● Description of the task: Return all entries precisely as they stand, without the images.

>> Start Records

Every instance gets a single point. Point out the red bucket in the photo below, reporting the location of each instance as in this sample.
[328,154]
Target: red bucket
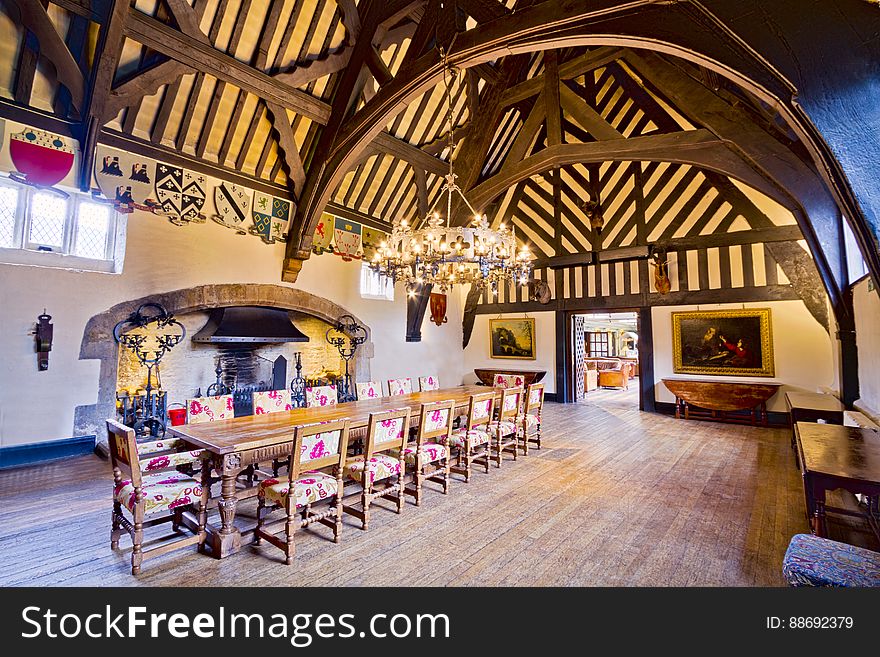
[177,416]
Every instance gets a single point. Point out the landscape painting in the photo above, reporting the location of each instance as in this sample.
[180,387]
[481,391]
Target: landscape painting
[512,338]
[723,342]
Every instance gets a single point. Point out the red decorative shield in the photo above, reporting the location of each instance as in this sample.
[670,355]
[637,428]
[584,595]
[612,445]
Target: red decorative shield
[438,309]
[41,157]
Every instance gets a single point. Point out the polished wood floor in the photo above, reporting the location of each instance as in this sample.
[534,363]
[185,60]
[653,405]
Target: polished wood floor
[616,497]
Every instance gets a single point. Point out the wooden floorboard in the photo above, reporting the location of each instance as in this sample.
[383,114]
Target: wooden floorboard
[616,497]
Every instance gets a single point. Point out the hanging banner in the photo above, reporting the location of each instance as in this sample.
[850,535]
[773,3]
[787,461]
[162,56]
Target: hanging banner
[347,237]
[41,158]
[169,189]
[233,206]
[270,216]
[192,197]
[125,178]
[323,237]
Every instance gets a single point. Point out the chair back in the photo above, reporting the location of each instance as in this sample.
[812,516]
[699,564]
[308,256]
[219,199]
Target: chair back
[318,445]
[428,383]
[369,390]
[435,421]
[123,452]
[209,409]
[509,381]
[321,396]
[511,401]
[399,387]
[272,401]
[535,399]
[387,430]
[480,409]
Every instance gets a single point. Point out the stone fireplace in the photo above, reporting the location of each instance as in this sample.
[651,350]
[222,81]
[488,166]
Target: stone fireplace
[189,368]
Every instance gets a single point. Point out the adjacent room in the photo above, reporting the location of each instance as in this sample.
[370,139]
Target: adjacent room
[520,292]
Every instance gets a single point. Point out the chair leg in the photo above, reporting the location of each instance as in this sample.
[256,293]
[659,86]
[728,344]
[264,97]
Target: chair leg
[261,505]
[115,526]
[289,528]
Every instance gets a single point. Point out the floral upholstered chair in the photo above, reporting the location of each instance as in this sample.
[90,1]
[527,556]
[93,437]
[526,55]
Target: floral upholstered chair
[272,401]
[162,494]
[529,430]
[472,442]
[316,449]
[379,472]
[428,458]
[428,383]
[369,390]
[504,429]
[509,381]
[321,396]
[209,409]
[399,387]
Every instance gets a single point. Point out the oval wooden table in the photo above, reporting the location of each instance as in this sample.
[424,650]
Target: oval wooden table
[715,399]
[487,375]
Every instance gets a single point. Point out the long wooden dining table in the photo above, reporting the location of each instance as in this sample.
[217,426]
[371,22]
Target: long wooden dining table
[234,445]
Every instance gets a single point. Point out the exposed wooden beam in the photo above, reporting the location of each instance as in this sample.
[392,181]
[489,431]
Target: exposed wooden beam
[35,18]
[205,58]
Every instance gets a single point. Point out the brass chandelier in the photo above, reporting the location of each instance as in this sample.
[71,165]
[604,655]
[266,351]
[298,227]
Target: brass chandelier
[440,254]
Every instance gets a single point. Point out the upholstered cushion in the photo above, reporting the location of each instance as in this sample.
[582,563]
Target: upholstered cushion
[814,561]
[171,460]
[167,490]
[321,396]
[272,401]
[399,387]
[458,438]
[369,390]
[507,428]
[153,446]
[210,409]
[430,452]
[429,383]
[380,466]
[309,488]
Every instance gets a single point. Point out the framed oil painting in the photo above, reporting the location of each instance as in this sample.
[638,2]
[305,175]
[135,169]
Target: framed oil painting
[512,338]
[723,343]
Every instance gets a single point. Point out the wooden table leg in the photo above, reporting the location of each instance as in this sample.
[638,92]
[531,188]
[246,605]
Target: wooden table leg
[228,540]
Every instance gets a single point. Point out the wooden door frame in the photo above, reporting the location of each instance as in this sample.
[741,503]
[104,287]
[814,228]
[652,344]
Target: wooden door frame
[565,371]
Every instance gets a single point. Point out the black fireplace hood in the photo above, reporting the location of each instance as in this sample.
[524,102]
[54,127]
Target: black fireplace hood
[249,325]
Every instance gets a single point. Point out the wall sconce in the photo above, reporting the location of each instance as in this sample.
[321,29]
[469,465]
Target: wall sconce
[43,337]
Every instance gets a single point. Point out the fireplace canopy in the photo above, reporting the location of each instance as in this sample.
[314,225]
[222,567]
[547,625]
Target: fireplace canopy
[249,325]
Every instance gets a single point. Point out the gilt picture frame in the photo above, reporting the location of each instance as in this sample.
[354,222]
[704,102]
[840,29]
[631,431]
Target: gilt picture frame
[512,338]
[723,342]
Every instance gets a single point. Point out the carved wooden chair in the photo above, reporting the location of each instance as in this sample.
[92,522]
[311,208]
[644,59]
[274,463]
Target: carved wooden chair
[163,494]
[472,442]
[209,409]
[321,396]
[369,390]
[503,430]
[380,473]
[272,401]
[399,387]
[428,458]
[509,381]
[428,383]
[530,422]
[316,448]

>> End Records

● Solution to this exercise:
Every instance gets a single point. Point out the red bucket in the photo below, reporting the location of each instance as in this sample.
[328,154]
Target: red bucket
[177,416]
Every instance gets a single point. Point out the landscape painting in the photo above, reporting the location of each instance as in this sample.
[180,387]
[481,391]
Target: landscape painting
[512,338]
[723,342]
Every instance gets a single point. Point out the red decorative shield in the photo above, reporting the location of each instance as in this sample.
[670,355]
[637,428]
[584,595]
[612,445]
Target: red decorative shield
[438,309]
[41,157]
Every instance gets a single point. Point out the polished wood floor in the photo above, reporting the location of each instance as in this sample.
[534,363]
[185,60]
[653,405]
Target: polished wood floor
[616,497]
Every instance gets a single point. Point out the wooden floorboard in the photo above, reporting the location of each instance as in this sample.
[383,114]
Target: wooden floorboard
[616,497]
Every instance gets a single point. Point out the hanging banner in the photo above, reporting the location of each instance as in this sample.
[850,535]
[773,3]
[787,461]
[162,56]
Target: hanging banner
[347,237]
[41,158]
[169,189]
[233,206]
[270,216]
[192,197]
[125,178]
[323,237]
Every instance gets a single point. Point out the chair back in the photo above, reporting the location of each instance as in this sample.
[812,516]
[699,564]
[308,256]
[219,199]
Target: chair back
[318,445]
[428,383]
[369,390]
[435,421]
[123,452]
[209,409]
[509,381]
[321,396]
[511,401]
[399,387]
[272,401]
[535,399]
[387,430]
[480,409]
Every instance gets a single point. Point out the stone fireplace in the photo above, reporting the location of each instance as in this sample.
[651,350]
[222,81]
[488,166]
Target: stone fireplace
[189,368]
Every instance gets a single point. Point out the adjacent room in the photo above, reporting the location of each instance as in this sample.
[370,139]
Target: adjacent room
[520,292]
Every instance gets a single point. Point out the chair leg in the photo above, reporting the location of each instance as in this sample.
[256,293]
[659,86]
[728,344]
[264,97]
Target: chair leg
[261,505]
[115,526]
[289,528]
Every instance gets a single point. Point out the floral upholstered chair in the photo above, reporting the location of each instance as in this sample.
[90,1]
[527,556]
[93,437]
[526,55]
Target: floral upholstered chair
[272,401]
[162,494]
[529,430]
[472,442]
[316,449]
[379,472]
[428,458]
[428,383]
[369,390]
[504,429]
[509,381]
[321,396]
[209,409]
[399,387]
Every instance gets a single point. Point out the oval wooden table in the photo above, reporting the location of each instance as in this sample.
[424,650]
Target: oval wooden table
[715,399]
[487,375]
Every instance gets a single point. Point out the long wooden dining table in the photo above, reporting the location of each instance as in this sample.
[217,426]
[371,22]
Target: long wooden dining table
[234,445]
Every instance gets a single point. Point out the exposed wooden beam in the photo above, reporting the location of each instance as in this sample.
[392,181]
[489,431]
Target: exposed wooden beam
[35,18]
[205,58]
Every instance gets a single point. Point out the brass chandelier in the photo above, reporting the location of each instance as in this sample.
[71,165]
[604,655]
[266,351]
[298,227]
Target: brass chandelier
[440,254]
Every instance gets a single point. Point out the upholstered cushion in the photo above, reporting the location of each instance as in this sample.
[582,563]
Target: upholstered cushion
[814,561]
[171,460]
[167,490]
[321,396]
[272,401]
[399,387]
[458,438]
[369,390]
[507,428]
[153,446]
[210,409]
[430,452]
[429,383]
[380,466]
[309,488]
Every instance gets a single point. Point out the framed oil painting in the photo above, reporting the location of each instance as in this sample.
[638,2]
[305,175]
[135,169]
Target: framed oil painting
[512,338]
[723,343]
Every instance gets a single point. Point out the wooden table leg in the photo above, reporting the location of each instance as in this sample.
[638,92]
[531,188]
[246,605]
Target: wooden table leg
[228,540]
Every instance gets a single point. Point out the wooden door frame in the photo above, reporting the location of each instance as in this sample.
[741,503]
[104,287]
[814,228]
[652,344]
Target: wooden door frame
[565,371]
Every instance gets a single point. Point out the black fireplace hood in the photo above, reporting the location of each instance as in this sample.
[524,102]
[54,127]
Target: black fireplace hood
[249,325]
Every instance gets a single point. Point out the wall sconce in the photo above, reporting the location of each instance as in this sample.
[321,29]
[469,465]
Target: wall sconce
[43,337]
Every instance gets a single point. Point out the fireplace canopy in the photo above, reporting the location of each instance as in this sample.
[314,225]
[222,567]
[547,625]
Target: fireplace canopy
[249,325]
Every instance gets a single point. Point out the gilt picture frame in the photo above, reporting the location of each instance as in this sample.
[354,222]
[704,102]
[840,29]
[631,431]
Target: gilt picture frame
[512,338]
[723,342]
Every instance gets a single point. Point out the carved wooden chair in the photo above, reporting the location of each instance as in this sample.
[92,522]
[311,208]
[644,59]
[274,463]
Target: carved wooden chair
[163,494]
[472,442]
[209,409]
[321,396]
[369,390]
[503,430]
[380,473]
[272,401]
[399,387]
[428,458]
[509,381]
[428,383]
[530,422]
[316,448]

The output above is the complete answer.